* Extracted material
************
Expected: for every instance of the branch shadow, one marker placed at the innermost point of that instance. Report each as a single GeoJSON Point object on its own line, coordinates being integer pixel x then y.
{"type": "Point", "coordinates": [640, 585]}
************
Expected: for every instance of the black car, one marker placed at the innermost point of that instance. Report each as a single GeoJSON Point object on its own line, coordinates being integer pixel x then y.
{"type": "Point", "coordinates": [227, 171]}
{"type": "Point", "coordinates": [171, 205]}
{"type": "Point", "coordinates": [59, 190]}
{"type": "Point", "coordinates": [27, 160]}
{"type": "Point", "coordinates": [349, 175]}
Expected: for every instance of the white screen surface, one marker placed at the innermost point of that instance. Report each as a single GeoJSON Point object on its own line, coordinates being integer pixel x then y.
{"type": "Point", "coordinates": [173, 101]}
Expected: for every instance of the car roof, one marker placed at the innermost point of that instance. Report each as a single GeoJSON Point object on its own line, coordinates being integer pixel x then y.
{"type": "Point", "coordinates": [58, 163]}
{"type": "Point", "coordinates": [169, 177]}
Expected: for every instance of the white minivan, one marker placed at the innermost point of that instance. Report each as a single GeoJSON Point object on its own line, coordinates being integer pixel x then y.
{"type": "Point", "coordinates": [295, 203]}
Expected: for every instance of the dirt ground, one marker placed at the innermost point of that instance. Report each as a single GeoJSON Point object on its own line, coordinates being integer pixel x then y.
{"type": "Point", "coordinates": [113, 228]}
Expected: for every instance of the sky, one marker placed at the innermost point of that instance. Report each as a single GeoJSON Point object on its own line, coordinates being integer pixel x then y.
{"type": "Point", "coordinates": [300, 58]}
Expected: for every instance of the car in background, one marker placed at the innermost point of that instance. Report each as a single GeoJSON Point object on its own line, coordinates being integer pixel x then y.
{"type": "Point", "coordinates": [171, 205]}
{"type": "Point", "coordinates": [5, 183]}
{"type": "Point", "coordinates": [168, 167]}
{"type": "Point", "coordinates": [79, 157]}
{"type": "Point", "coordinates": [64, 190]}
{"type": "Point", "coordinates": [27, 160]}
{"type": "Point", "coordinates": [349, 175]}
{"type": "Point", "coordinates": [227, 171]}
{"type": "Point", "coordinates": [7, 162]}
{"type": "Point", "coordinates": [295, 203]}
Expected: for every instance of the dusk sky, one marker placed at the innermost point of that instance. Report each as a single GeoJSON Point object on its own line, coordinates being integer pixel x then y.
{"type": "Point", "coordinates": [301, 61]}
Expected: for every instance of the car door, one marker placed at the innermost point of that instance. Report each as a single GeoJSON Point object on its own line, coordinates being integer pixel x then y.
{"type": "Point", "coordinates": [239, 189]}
************
* Exercise instructions
Extract each line of the listing above that contains the word "shadow", treating uppercase and lowercase as different.

* Reply to the exercise
Expected: for every instance of the branch shadow, one marker placed at the innermost point of that instance. Report each as a single GeoJSON Point object on its own line, coordinates being integer pixel x then y.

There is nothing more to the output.